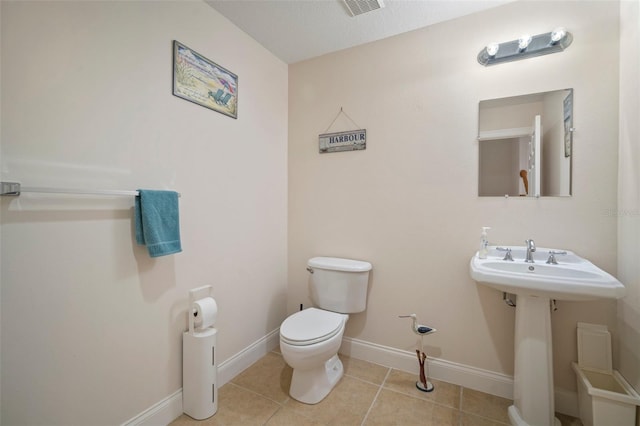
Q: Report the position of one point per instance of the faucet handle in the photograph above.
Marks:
...
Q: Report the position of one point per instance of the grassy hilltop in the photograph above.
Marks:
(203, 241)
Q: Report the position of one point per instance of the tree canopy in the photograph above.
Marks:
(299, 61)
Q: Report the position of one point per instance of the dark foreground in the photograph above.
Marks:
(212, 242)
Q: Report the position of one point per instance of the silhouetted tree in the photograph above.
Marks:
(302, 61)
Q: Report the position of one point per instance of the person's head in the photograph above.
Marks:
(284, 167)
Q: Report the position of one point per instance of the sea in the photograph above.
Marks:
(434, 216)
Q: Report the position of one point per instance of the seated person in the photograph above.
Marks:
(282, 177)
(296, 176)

=== Directions for this task ===
Count how many lines of the material hold the string "above". Give the number and nothing more.

=== Your solution ===
8